→ AIM OF THE TASK: How many of the lines below contain the string "blue", counting only matches with the same case? Reply with the number alone.

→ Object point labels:
--- Begin ---
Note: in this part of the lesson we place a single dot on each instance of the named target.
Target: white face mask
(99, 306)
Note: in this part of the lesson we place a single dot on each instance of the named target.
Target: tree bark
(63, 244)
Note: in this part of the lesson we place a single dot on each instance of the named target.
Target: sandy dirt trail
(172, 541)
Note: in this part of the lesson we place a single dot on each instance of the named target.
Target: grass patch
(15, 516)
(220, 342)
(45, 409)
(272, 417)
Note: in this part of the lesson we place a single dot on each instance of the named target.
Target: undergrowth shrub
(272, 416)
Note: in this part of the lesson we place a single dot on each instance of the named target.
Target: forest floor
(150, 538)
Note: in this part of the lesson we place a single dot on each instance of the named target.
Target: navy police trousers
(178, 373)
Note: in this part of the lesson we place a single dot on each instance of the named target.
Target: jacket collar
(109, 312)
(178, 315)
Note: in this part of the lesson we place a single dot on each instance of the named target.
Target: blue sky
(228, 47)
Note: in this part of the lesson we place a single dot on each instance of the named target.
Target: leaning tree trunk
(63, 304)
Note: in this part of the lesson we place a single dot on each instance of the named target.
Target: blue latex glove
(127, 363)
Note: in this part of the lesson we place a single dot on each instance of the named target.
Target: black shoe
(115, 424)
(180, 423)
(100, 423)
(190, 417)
--- End ---
--- Begin ---
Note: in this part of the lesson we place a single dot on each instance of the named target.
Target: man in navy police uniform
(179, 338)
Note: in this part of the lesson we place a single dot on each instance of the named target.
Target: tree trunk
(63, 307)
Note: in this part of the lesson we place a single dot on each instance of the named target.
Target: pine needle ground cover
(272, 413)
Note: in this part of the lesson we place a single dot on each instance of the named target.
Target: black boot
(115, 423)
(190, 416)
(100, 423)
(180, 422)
--- End ---
→ RESULT FOR THIS EXERCISE: 2